» Task objective:
Set the following entries down again exactly, line by line.

========================================================================

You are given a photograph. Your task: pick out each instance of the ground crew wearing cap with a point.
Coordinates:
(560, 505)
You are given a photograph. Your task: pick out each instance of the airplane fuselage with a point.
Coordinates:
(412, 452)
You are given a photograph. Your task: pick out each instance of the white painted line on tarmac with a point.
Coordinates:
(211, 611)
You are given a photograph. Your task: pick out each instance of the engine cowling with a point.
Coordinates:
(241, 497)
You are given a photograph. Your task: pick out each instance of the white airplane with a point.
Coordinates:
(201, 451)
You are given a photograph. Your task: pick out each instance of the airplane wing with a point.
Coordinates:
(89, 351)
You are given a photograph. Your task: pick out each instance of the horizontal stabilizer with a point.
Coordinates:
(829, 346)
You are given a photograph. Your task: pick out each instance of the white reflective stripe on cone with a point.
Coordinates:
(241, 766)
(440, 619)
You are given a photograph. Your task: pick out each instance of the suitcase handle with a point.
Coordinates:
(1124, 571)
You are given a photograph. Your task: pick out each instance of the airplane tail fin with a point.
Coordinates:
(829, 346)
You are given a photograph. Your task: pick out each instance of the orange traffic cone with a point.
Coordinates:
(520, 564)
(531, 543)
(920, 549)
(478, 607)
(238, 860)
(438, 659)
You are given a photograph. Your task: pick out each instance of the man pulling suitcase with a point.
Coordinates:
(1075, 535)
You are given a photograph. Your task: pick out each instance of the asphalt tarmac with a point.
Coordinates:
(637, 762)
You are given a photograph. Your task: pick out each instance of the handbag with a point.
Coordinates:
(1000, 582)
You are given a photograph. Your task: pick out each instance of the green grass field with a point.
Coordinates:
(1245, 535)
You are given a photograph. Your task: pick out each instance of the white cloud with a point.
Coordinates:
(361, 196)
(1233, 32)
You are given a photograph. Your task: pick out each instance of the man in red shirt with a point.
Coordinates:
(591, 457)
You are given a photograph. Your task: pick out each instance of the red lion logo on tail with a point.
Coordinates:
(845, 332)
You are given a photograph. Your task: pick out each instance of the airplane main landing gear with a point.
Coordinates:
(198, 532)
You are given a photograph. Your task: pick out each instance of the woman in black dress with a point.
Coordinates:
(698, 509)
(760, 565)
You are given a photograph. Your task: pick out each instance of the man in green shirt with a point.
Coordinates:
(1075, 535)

========================================================================

» Exercise answer:
You are given a photograph. Your task: pick out each instance of the ground crew wearing cap with a point.
Coordinates:
(560, 505)
You are given a photograph. Your task: pick out each instance of the airplane fuselage with a point.
Coordinates:
(412, 452)
You are given a photograph. Your task: pick out each instance of the white painted line on tarmac with a point.
Coordinates:
(211, 611)
You are given a photograph. Your task: pick out each instance of the engine cowling with a point.
Coordinates:
(241, 497)
You are given a photograph. Your task: pick out each instance of the white airplane with a point.
Coordinates:
(201, 451)
You are given a photograph. Your task: pick out each instance of the airplane wing with a point.
Coordinates:
(89, 351)
You are given a photograph. Your task: pick out each instance of the horizontal stabilizer with a point.
Coordinates:
(829, 346)
You are given a photograph. Your task: pick out each instance of the white reflective stripe on cone with a point.
Coordinates:
(241, 766)
(440, 619)
You are given a photograph. Your task: pick out each instance of the suitcase handle with a point.
Coordinates:
(1124, 571)
You are given a photograph. Your task: pick out each instance of the airplane tail fin with a point.
Coordinates:
(829, 346)
You are given a photograph. Your task: pick out each instance of the orange traffic cone with a point.
Coordinates:
(520, 564)
(531, 543)
(920, 549)
(478, 607)
(238, 860)
(438, 659)
You are given a photograph. Your task: pick out each instance of the man pulling suitcase with a point.
Coordinates:
(1075, 535)
You are given a photograph. Your task: pick out each instance of the asphalt tarmac with a point.
Coordinates:
(637, 762)
You are given a photograph. Your task: pick out each instance of the handbag with a point.
Coordinates:
(1000, 582)
You are given a photograph. Your task: pick out each instance of the green grass field with a point.
Coordinates:
(1245, 535)
You are given a photograph. Your task: pick out each instance of the white cloud with a point.
Coordinates:
(361, 196)
(1233, 32)
You are given a photograph. Your task: pick out each instance of the man in red shirt with a point.
Coordinates:
(591, 457)
You are given a photograph. Your task: pick out each instance of the red lion logo on tail with a point.
Coordinates:
(845, 332)
You are given a photograph. Your task: pick out each instance of the airplane main landing gear with a point.
Coordinates:
(198, 532)
You are given a photograph. Your task: pick out each instance of the woman in black dress with a point.
Coordinates:
(698, 509)
(760, 565)
You are given a photograph. Your task: pick out each instance of the man in green shirt with a point.
Coordinates:
(1075, 535)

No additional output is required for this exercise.